#### TASK REQUIREMENTS
Restate the listing in full, keeping every word as it is.

=== EXERCISE DATA ===

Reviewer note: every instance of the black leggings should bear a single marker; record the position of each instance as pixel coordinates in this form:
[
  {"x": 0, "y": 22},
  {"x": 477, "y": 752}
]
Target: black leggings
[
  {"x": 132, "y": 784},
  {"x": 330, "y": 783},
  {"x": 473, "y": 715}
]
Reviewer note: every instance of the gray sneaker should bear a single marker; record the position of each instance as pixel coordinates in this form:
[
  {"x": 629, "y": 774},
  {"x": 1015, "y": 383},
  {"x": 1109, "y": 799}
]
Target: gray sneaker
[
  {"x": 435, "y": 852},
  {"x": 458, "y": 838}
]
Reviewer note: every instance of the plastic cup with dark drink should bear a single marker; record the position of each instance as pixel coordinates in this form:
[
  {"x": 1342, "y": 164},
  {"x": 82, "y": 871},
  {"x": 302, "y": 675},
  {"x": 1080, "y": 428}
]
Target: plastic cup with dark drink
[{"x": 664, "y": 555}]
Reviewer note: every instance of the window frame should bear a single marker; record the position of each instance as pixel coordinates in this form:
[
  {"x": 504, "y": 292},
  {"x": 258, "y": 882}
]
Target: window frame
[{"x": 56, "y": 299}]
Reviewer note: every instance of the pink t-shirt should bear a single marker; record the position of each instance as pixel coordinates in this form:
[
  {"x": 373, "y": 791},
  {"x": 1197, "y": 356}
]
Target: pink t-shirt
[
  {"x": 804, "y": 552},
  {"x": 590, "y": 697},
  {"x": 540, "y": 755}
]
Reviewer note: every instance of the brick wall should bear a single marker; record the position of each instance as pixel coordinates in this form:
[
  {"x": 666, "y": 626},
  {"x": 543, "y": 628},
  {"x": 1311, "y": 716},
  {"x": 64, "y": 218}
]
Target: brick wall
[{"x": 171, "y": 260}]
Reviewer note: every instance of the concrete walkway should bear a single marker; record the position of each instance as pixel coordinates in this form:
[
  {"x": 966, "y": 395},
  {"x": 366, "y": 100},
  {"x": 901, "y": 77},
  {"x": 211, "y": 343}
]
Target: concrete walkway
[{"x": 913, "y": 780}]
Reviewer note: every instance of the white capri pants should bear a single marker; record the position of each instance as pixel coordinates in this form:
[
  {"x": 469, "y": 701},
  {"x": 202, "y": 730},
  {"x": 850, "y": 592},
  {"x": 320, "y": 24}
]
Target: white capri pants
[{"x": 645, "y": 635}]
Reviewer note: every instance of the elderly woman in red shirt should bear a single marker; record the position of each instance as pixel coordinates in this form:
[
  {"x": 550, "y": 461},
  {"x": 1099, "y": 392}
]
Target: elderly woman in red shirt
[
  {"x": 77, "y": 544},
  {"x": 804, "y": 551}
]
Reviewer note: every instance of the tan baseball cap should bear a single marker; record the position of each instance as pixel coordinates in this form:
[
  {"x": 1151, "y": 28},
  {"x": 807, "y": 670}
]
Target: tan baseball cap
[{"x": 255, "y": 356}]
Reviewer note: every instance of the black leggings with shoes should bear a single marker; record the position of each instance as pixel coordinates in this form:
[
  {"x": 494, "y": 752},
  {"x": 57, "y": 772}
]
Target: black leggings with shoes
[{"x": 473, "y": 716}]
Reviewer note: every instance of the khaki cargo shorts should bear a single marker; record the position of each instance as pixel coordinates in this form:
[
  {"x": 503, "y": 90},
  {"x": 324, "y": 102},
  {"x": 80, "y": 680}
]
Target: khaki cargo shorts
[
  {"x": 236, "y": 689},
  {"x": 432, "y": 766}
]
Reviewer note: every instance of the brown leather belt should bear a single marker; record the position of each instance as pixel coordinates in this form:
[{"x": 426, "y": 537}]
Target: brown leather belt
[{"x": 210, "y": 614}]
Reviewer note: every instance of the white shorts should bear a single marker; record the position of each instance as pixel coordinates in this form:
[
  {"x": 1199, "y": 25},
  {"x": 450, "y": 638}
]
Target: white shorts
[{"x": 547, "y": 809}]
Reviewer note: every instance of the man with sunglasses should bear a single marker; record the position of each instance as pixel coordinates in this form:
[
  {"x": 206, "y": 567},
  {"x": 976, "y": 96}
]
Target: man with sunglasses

===

#### ANSWER TO THE PROBLEM
Reviewer note: every instance of the black leggings should bear a single marker; record the position of each instance as pixel coordinates in this form:
[
  {"x": 0, "y": 22},
  {"x": 477, "y": 752}
]
Target: black leggings
[
  {"x": 132, "y": 784},
  {"x": 330, "y": 783},
  {"x": 473, "y": 715}
]
Reviewer note: every instance of the gray sneaker should bear a single marker; record the position of each instance as pixel coordinates in this form:
[
  {"x": 629, "y": 774},
  {"x": 1015, "y": 383},
  {"x": 1109, "y": 799}
]
Target: gray sneaker
[
  {"x": 435, "y": 852},
  {"x": 458, "y": 838}
]
Reviewer note: every instance of the plastic cup with dark drink should bear a single marker; record the position of each instance as pixel coordinates in this form:
[
  {"x": 1342, "y": 164},
  {"x": 82, "y": 871},
  {"x": 302, "y": 675},
  {"x": 1080, "y": 428}
]
Target: plastic cup with dark drink
[{"x": 664, "y": 555}]
Reviewer note: every instance of the window frame should bear a single marker; record the position of each instance as pixel coordinates in this form:
[
  {"x": 504, "y": 292},
  {"x": 258, "y": 882}
]
Target: window frame
[{"x": 56, "y": 299}]
Reviewer note: every instance of the pink t-shirt should bear a single marker; record the position of each instance as pixel coordinates in this form:
[
  {"x": 373, "y": 791},
  {"x": 1197, "y": 356}
]
Target: pink t-shirt
[
  {"x": 804, "y": 552},
  {"x": 590, "y": 697},
  {"x": 540, "y": 755}
]
Reviewer note: every instance of the brick wall should bear a single marker; record the position of each instance as pixel coordinates in this form:
[
  {"x": 666, "y": 626},
  {"x": 543, "y": 628},
  {"x": 1311, "y": 716},
  {"x": 64, "y": 218}
]
Target: brick wall
[{"x": 171, "y": 260}]
Reviewer note: every instance of the concrete walkway should bear a single marker; record the position of each instance as pixel coordinates in this form:
[
  {"x": 966, "y": 395},
  {"x": 366, "y": 100},
  {"x": 901, "y": 77},
  {"x": 211, "y": 343}
]
Target: concrete walkway
[{"x": 913, "y": 780}]
Reviewer note: every instance of the white capri pants should bear a single marker; record the position of each instance as pixel coordinates in this form:
[
  {"x": 469, "y": 701},
  {"x": 202, "y": 730},
  {"x": 850, "y": 592},
  {"x": 320, "y": 24}
]
Target: white capri pants
[{"x": 645, "y": 635}]
Reviewer note: every instance of the elderly woman in red shirt should bear a single marker; record the position of each instance as pixel coordinates in this form:
[
  {"x": 550, "y": 461},
  {"x": 1099, "y": 392}
]
Target: elderly woman in red shirt
[
  {"x": 77, "y": 544},
  {"x": 804, "y": 551}
]
Reviewer note: every instance of the tan baseball cap should bear a single marker; record the position of each instance as pixel coordinates in this form:
[
  {"x": 1151, "y": 28},
  {"x": 807, "y": 670}
]
Target: tan baseball cap
[{"x": 255, "y": 356}]
Reviewer note: every instance of the black leggings with shoes should bear a single marker; record the position of each instance as pixel coordinates in this form:
[
  {"x": 494, "y": 752},
  {"x": 57, "y": 772}
]
Target: black leggings with shoes
[{"x": 473, "y": 716}]
Reviewer note: every instance of the khaki cargo shorts should bear a single marker; record the position of each instance as pixel coordinates in this form:
[
  {"x": 503, "y": 90},
  {"x": 324, "y": 102},
  {"x": 80, "y": 680}
]
Target: khaki cargo shorts
[
  {"x": 236, "y": 689},
  {"x": 432, "y": 766}
]
Reviewer note: every instance of the brown leather belt should bear a single marker; record the position of each instance as pixel coordinates in this form:
[{"x": 426, "y": 537}]
Target: brown leather belt
[{"x": 210, "y": 614}]
Reviewer note: every instance of the white shorts should bear a single marker; record the position of each instance as pixel coordinates in this form:
[
  {"x": 1199, "y": 25},
  {"x": 450, "y": 638}
]
Target: white shorts
[{"x": 547, "y": 809}]
Reviewer note: every instance of the man with sunglasses should bear a single marker; record the position of each instance as pixel coordinates in this form:
[
  {"x": 206, "y": 567},
  {"x": 976, "y": 96}
]
Target: man with sunglasses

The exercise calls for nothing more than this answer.